## [Texte à lire]
::::::::::

Tous les élèves qui, entre 1950 et 1990, ont usé leur fond de culotte sur les bancs du Collège-Saint-Pierre à Uccle, se souviendront de ce personnage rougeaud surgissant de nulle part en classe ou en pleine partie de billes pour pointer vers eux un doigt inquisiteur : « Vous ! Est-ce que vous savez chanter ? » « Heu, oui, un peu mais... ». Pas le temps de terminer sa phrase que l'élu se retrouve à interpréter « Au clair de la lune » ou « Frère Jacques » sous l'œil et l'oreille critiques de l'étrange abbé.
Quelques secondes plus tard, le verdict tombe : « Ca suffit, allez rejoindre vos camarades » ou mieux, « Venez nous rejoindre demain midi à la Chapelle ».
L'aventure peut commencer… Lui, c'est l'abbé Caron.
Très vite, ce personnage digne d'un héros de Fantasy a pris sa place dans la vie du Collège et on ne s'étonne plus de ses apparitions rocambolesques. C'est que la chorale dont il est le grand Maître fait désormais corps avec l'institution uccloise. Avec lui, on ne choisit pas ; on est choisi. On se retrouve là, un peu par hasard mais, au fond de soi, on a le sentiment voire la certitude que c'est un privilège. Alors, naturellement, on fait de son mieux pour ne pas le décevoir. Et tant pis si les copains « recalés » poursuivent leurs parties de foot ou de billes.

::::::::::

## [Consigne]
Réécrivez le passage du texte sur l'abbé Caron qui commence aux mots « Tous les élèves » et s'arrête après « c'est l'abbé Caron. », en y remplaçant « Frère Jacques » par « Une souris verte ». Les lignes qui suivent proviennent d'une autre source.

::::::::::

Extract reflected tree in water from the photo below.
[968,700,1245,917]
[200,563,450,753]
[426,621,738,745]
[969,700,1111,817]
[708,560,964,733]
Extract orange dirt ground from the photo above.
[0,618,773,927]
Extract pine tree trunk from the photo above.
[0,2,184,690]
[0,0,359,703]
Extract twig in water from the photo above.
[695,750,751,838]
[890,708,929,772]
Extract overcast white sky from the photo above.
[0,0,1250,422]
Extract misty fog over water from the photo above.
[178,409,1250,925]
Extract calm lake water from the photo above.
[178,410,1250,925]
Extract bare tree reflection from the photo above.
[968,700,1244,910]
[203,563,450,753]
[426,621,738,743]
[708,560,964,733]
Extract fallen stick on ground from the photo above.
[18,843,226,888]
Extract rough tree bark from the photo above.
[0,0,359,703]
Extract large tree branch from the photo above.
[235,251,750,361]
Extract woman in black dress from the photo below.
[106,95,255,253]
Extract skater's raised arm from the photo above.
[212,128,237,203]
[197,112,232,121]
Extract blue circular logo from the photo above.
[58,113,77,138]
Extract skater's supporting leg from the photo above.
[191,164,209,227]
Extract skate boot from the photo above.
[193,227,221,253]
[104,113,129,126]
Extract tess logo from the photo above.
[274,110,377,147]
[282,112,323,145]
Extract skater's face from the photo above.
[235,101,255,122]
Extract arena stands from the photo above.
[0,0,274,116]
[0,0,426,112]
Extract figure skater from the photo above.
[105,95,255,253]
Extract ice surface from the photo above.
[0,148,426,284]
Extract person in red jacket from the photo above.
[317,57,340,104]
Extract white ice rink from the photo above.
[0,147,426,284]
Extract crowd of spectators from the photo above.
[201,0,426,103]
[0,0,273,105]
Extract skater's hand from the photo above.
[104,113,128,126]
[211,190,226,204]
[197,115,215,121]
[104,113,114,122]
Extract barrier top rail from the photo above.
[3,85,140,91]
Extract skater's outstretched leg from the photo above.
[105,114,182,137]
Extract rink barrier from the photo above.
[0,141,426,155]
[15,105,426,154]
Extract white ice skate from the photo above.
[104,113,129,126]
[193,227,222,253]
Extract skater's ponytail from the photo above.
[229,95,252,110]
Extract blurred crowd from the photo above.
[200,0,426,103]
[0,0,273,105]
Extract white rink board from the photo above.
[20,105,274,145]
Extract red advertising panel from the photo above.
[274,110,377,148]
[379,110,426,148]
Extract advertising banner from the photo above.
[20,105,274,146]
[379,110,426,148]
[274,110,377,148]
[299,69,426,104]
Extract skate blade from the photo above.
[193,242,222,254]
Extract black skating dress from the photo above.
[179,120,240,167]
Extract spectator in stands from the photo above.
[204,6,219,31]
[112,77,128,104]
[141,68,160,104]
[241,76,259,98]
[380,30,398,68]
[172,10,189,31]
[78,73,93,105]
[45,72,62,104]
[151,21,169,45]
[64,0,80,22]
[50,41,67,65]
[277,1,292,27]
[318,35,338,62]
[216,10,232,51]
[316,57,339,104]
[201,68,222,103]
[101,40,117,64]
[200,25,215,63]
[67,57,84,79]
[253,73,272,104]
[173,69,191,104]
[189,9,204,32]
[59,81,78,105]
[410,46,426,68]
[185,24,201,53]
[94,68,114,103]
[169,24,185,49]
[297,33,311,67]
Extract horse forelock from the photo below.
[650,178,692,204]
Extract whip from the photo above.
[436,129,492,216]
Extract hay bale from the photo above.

::::::::::

## [Réponse complète]
Tous les élèves qui, entre 1950 et 1990, ont usé leur fond de culotte sur les bancs du Collège-Saint-Pierre à Uccle, se souviendront de ce personnage rougeaud surgissant de nulle part en classe ou en pleine partie de billes pour pointer vers eux un doigt inquisiteur : « Vous ! Est-ce que vous savez chanter ? » « Heu, oui, un peu mais... ». Pas le temps de terminer sa phrase que l'élu se retrouve à interpréter « Au clair de la lune » ou « Une souris verte » sous l'œil et l'oreille critiques de l'étrange abbé.
Quelques secondes plus tard, le verdict tombe : « Ca suffit, allez rejoindre vos camarades » ou mieux, « Venez nous rejoindre demain midi à la Chapelle ».
L'aventure peut commencer… Lui, c'est l'abbé Caron.